[SUPPLIED ENTRIES]:
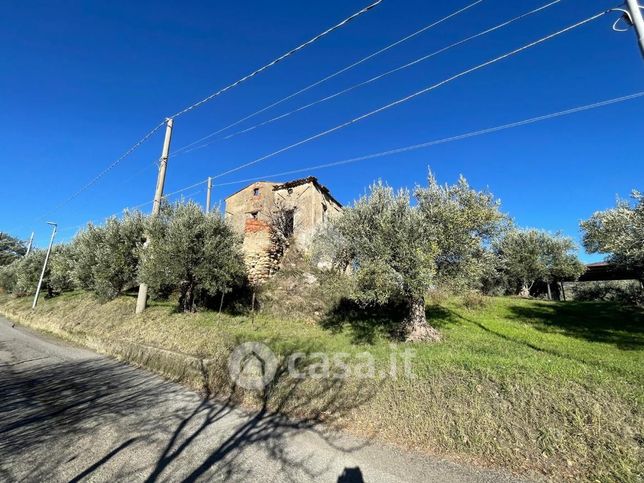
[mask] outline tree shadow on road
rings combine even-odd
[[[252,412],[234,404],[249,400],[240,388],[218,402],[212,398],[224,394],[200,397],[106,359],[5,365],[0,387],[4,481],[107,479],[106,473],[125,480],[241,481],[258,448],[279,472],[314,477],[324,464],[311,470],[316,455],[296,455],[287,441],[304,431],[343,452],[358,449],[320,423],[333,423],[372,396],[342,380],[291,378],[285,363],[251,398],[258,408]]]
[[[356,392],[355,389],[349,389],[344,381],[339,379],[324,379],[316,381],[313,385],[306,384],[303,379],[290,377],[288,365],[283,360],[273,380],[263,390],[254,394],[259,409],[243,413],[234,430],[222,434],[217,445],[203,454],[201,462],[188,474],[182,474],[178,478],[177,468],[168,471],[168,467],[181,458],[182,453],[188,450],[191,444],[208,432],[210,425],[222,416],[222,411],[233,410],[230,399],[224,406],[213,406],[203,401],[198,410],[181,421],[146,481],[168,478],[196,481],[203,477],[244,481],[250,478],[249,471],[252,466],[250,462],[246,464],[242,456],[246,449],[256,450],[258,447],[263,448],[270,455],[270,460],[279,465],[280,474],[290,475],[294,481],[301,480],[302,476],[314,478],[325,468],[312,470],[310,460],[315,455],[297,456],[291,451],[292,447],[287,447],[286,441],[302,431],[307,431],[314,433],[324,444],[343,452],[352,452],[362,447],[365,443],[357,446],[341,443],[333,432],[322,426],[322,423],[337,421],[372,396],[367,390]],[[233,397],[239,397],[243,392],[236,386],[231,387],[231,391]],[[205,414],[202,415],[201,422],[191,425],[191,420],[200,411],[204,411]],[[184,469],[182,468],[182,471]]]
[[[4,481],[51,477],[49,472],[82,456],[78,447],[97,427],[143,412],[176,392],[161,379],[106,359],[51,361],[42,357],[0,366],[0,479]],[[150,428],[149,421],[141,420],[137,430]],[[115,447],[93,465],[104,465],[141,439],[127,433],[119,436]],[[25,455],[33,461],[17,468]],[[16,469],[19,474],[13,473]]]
--
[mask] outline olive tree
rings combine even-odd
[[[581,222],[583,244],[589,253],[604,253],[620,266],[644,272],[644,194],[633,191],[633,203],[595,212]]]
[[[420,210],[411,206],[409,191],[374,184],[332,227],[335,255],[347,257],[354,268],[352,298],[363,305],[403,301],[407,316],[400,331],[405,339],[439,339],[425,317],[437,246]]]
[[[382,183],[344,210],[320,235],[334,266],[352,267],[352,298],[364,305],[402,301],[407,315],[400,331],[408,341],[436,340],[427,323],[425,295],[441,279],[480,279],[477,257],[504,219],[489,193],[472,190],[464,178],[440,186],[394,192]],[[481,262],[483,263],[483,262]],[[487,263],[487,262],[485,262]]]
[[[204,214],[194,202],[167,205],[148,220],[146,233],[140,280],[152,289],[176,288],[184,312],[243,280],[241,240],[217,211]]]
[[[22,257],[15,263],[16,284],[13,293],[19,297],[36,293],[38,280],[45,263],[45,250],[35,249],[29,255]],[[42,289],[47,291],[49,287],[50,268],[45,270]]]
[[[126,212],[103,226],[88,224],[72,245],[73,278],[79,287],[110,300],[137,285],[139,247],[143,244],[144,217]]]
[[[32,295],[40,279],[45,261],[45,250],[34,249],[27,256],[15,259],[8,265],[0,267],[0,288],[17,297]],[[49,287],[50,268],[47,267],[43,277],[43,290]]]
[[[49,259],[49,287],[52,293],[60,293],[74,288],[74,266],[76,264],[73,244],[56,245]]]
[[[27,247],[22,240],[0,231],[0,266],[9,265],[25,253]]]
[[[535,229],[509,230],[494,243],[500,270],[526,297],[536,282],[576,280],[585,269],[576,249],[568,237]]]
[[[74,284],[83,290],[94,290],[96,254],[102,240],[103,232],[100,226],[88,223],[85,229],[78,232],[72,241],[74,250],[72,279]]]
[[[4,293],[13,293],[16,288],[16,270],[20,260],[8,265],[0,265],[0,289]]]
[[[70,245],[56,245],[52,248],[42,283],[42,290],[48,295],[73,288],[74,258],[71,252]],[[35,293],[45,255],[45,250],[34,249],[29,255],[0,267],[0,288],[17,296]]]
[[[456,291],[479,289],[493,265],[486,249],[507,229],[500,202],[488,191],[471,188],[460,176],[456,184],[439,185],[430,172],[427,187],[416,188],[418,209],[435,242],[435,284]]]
* * *
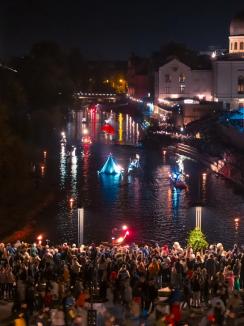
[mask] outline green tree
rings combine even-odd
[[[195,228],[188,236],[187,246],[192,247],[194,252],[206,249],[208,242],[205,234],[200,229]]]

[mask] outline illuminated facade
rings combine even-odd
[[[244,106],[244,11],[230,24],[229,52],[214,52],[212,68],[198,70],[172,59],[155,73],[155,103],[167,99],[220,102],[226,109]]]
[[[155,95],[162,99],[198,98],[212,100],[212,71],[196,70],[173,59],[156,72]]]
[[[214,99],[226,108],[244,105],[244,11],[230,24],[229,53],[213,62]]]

[EXERCISE DIRECTIONS]:
What is the number of lines in the material above that include the string "mask"? Give only that number.

[RESPONSE TO THIS EXERCISE]:
4